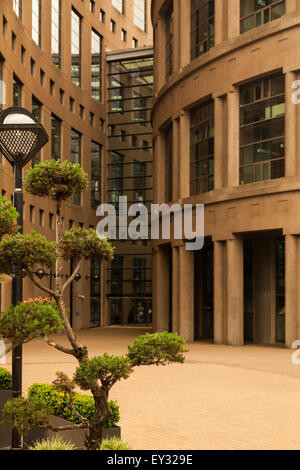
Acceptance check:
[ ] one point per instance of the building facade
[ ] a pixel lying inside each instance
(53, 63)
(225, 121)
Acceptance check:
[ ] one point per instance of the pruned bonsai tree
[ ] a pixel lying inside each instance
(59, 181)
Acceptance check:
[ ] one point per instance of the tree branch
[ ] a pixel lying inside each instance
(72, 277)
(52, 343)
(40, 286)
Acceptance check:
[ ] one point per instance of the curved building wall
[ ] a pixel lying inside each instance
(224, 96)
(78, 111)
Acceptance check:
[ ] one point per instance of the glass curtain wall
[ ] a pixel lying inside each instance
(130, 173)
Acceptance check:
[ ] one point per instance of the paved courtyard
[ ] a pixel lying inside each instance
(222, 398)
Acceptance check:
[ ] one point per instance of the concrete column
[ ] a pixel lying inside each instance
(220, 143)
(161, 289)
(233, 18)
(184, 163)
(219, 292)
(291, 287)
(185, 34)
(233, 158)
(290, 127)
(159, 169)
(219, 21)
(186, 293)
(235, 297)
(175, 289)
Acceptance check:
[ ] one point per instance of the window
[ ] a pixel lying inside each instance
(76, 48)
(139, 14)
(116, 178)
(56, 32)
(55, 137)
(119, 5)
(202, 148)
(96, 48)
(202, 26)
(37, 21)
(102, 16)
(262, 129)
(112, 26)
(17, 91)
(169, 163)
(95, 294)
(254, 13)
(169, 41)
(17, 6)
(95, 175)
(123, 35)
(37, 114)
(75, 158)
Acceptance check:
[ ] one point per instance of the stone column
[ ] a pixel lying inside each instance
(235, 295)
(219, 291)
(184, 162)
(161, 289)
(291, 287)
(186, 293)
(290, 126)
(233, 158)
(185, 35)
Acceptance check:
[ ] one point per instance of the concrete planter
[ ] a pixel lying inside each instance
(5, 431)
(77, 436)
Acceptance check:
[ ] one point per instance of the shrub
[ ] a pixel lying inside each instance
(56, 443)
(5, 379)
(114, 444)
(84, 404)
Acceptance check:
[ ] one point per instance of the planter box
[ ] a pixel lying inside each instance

◆ TASK PROMPT ◆
Transcribe the listing verbatim, pictures excluded.

◆ RESULT FOR THIS EXERCISE ◆
Acceptance check:
[ ] one point per instance of the building facade
[ ] a pixel lying inside each instance
(53, 63)
(225, 121)
Acceptance check:
[ ] one point per instance of the pruned bonsai tree
[ ] a pixel lying inside each instance
(59, 181)
Acceptance check:
[ ] one point per instance of the tree branch
[ ] a pixel lying inside each instance
(72, 277)
(52, 343)
(40, 286)
Acceptance check:
[ ] one point per instance of the curved building wall
[ ] a pixel lying inside each instance
(224, 96)
(78, 111)
Acceptance check:
[ ] one point per instance of the glass curtain wall
[ ] a pixel lying inside each instance
(130, 173)
Acceptance check:
[ ] one point per instance of the paved courtyard
[ ] a pixel lying inside each instance
(222, 398)
Acceptance check:
[ ] one point per instance of the concrete column
[ ] a pixel lying inside each instance
(220, 143)
(161, 289)
(233, 18)
(184, 163)
(219, 292)
(291, 287)
(185, 34)
(233, 158)
(290, 127)
(159, 169)
(219, 21)
(186, 293)
(235, 297)
(175, 289)
Acceptance check:
[ ] one point per instance of the window
[ ] a pixel lying inside each instance
(76, 48)
(139, 14)
(116, 178)
(56, 32)
(55, 137)
(119, 5)
(202, 148)
(96, 48)
(202, 26)
(37, 21)
(102, 16)
(262, 129)
(112, 26)
(17, 91)
(169, 163)
(95, 294)
(254, 13)
(169, 41)
(17, 6)
(95, 175)
(123, 35)
(37, 114)
(75, 158)
Acceptance check:
[ ] one point per instance of the stone column
[ ] a pixel lying inside each instance
(235, 295)
(219, 291)
(184, 162)
(161, 289)
(291, 287)
(186, 293)
(290, 126)
(233, 158)
(185, 35)
Acceptance check:
[ ] one point per instance of the concrete planter
[ ] a pixel lying inside each instance
(5, 431)
(77, 436)
Acceptance check:
[ ] one point per instance of the shrub
[ ] a pixel lying inside each instance
(56, 443)
(5, 379)
(114, 444)
(84, 404)
Acceptance check:
[ ] one point per instance of the planter box
[ ] a pixel lying inside each instance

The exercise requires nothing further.